═════ Record list ═════
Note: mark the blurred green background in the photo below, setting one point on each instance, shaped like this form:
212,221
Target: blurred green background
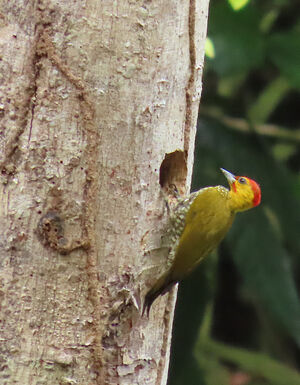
237,318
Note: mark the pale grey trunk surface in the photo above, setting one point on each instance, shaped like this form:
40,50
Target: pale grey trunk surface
93,94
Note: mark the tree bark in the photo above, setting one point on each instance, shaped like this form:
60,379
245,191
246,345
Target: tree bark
98,108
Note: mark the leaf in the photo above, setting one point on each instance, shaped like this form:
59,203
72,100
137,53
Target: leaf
233,33
283,50
266,270
257,364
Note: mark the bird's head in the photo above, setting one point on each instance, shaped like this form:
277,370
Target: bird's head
244,192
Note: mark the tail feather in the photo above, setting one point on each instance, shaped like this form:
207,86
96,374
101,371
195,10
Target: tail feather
162,286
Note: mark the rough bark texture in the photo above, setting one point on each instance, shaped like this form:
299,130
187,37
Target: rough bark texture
93,95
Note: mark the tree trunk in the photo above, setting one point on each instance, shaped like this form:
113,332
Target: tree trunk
98,111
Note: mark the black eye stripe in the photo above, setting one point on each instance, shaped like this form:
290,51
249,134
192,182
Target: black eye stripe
242,180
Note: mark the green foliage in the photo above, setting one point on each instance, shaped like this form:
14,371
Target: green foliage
284,52
249,124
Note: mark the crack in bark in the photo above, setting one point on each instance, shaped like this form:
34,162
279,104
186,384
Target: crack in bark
191,82
46,48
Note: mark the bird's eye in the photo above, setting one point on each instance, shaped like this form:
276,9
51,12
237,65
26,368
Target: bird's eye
242,180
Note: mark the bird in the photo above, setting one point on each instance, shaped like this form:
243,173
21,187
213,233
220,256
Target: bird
198,224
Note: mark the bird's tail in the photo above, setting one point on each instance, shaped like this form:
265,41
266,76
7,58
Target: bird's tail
163,284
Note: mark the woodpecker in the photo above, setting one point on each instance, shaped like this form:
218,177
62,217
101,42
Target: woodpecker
198,223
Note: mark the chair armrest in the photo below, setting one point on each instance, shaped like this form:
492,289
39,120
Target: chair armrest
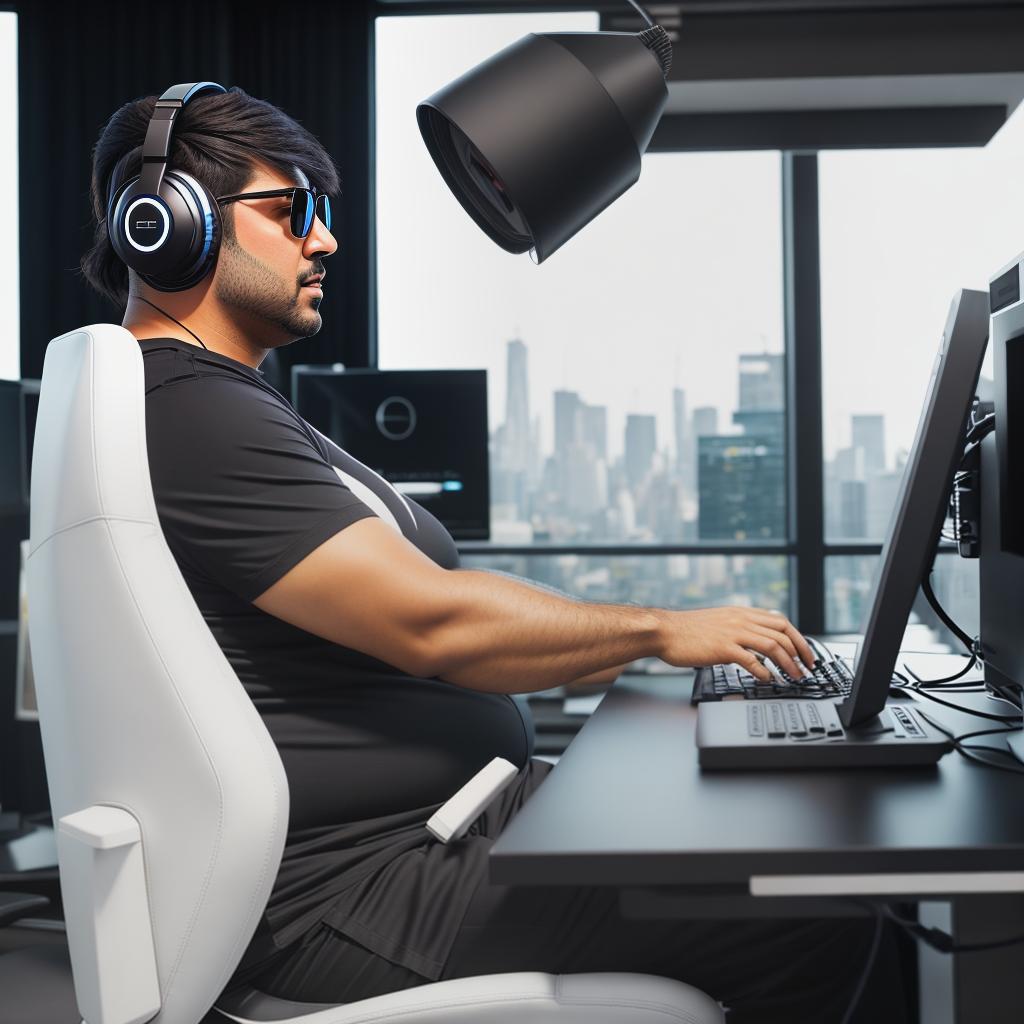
14,906
107,910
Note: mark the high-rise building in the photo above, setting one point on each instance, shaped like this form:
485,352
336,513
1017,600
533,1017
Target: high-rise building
705,421
516,434
740,491
869,434
594,429
762,383
567,421
679,429
641,443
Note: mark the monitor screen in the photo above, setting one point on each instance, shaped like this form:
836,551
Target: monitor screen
921,504
425,431
26,708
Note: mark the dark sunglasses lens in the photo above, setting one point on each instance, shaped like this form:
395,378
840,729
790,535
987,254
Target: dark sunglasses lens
302,212
324,210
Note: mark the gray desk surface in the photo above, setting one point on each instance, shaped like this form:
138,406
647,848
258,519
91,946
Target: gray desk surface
627,805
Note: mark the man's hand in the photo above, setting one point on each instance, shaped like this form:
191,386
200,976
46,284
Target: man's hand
714,636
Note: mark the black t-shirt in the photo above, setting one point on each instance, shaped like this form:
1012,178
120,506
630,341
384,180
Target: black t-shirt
245,489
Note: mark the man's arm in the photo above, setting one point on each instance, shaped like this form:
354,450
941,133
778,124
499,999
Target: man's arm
369,589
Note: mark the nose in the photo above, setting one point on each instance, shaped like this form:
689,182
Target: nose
320,241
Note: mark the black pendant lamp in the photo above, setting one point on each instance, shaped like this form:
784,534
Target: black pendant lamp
537,140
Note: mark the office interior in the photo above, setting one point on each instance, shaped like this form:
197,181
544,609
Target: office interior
710,393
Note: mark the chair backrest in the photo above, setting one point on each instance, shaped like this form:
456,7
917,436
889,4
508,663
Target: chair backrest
138,707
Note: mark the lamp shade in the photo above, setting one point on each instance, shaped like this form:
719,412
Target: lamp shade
537,140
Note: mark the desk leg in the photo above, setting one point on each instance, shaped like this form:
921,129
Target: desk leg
986,986
935,970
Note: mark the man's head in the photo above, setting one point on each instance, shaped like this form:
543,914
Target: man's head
232,143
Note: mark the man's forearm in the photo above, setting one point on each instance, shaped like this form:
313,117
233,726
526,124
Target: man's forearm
507,637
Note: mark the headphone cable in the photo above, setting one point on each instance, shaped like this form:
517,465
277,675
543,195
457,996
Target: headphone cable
169,316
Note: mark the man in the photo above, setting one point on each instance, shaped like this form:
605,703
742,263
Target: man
382,670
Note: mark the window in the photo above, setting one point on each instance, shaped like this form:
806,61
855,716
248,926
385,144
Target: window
901,230
636,378
10,333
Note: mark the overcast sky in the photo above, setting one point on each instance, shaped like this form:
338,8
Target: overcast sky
10,355
683,272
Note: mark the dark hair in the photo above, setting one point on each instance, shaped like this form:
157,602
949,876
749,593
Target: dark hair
218,137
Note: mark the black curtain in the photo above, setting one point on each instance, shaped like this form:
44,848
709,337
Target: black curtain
78,62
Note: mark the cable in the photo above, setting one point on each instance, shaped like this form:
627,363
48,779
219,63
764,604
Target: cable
943,941
926,587
642,13
872,954
169,316
944,679
967,752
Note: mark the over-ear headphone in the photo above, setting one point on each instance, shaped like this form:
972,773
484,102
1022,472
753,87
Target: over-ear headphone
164,223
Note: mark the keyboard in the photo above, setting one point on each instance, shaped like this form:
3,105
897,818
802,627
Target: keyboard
829,679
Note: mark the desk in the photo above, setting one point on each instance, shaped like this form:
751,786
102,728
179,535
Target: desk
627,806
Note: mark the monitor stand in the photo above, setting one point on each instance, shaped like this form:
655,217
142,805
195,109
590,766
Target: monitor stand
1016,744
791,733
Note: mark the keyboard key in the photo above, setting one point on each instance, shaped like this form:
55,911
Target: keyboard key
755,720
813,719
795,721
776,721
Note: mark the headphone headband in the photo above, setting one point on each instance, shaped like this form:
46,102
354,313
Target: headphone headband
163,223
156,148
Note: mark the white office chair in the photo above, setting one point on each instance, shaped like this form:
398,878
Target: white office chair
169,798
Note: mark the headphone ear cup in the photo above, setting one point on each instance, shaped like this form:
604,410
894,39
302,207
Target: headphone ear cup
170,240
202,228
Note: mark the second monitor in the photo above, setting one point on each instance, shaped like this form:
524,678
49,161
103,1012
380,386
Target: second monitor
425,431
866,728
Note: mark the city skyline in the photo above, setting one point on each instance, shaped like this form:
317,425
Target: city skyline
699,483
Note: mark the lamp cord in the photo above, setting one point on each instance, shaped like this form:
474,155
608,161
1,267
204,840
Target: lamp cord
169,316
642,13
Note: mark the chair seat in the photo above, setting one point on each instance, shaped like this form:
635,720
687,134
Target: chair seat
37,989
500,998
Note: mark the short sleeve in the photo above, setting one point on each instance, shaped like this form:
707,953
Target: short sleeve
242,488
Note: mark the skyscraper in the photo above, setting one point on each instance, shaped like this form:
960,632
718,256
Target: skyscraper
679,429
762,383
641,443
594,429
516,435
869,434
740,491
567,425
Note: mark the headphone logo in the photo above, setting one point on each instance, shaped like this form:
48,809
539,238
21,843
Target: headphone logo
139,217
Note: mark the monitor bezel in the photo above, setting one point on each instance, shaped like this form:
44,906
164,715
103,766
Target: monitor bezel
921,506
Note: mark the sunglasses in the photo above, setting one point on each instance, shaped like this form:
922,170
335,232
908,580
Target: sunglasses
305,204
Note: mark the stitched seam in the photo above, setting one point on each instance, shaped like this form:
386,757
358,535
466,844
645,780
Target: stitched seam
220,795
85,522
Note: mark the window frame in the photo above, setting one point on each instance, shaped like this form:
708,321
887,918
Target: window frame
806,547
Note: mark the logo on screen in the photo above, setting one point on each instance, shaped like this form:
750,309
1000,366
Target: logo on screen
395,418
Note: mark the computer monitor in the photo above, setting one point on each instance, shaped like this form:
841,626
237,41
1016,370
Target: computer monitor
425,431
26,706
921,503
1001,569
726,734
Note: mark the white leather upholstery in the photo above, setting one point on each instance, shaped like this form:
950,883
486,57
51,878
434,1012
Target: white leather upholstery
138,707
140,710
527,998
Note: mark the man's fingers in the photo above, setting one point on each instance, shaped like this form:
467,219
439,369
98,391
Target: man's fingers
776,621
771,645
783,653
753,665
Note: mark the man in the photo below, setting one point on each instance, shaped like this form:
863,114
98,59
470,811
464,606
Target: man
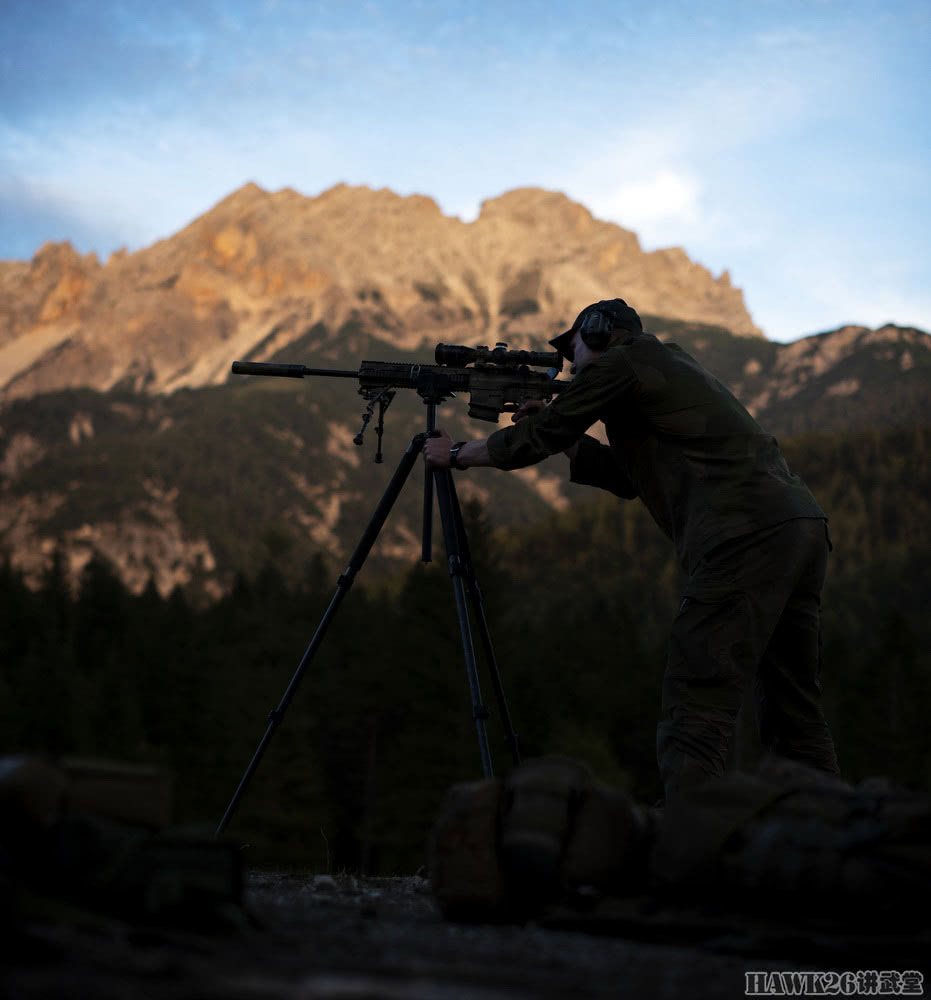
749,535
═════
Given problem –
Locate the line containing "Note: mark the monitor bezel" in the records above, then output it and every line after it through the last, excluding pictures.

Result of the task –
Note: mark the monitor bezel in the photo above, setting one point on each instance, shaped like this form:
44,906
164,715
103,766
Target: monitor bezel
921,506
Note: mark the sunglasses in the photo above, setting one point on each instance, shaped like this form:
922,170
335,232
908,580
Target: sunglasses
305,204
Note: mark the stitched seam in the photo above, setting one point on each instance, shaped like this form:
386,757
358,535
466,844
645,780
Target: stitched seam
220,795
85,522
Note: mark the window frame in the photo above, setting one point on each instance, shaped like this form:
708,321
887,918
Target: window frame
806,547
Note: mark the logo on screen in the photo above, setting one point on each instance, shaped like this form:
750,309
1000,366
Target: logo on screen
395,418
Note: mark the computer monitor in the photo above, setting one point on each instance, shaped like this form:
841,626
237,41
1016,370
Target: computer monitor
425,431
26,706
921,503
1001,569
726,734
Note: mark the white leather upholstery in the photo above, setting one point on each instance, shaped like this form:
950,883
486,57
51,878
434,1012
Target: white leather upholstery
138,707
140,710
527,998
Note: mark the man's fingers in the photo above, setting one point on each instance, shaped like this form:
467,219
439,369
98,391
Target: man's fingers
776,621
771,645
783,653
753,665
Note: mark the man in the photo below, setting one point on each instance, shaped like this form:
863,114
98,59
470,811
464,606
Target: man
749,535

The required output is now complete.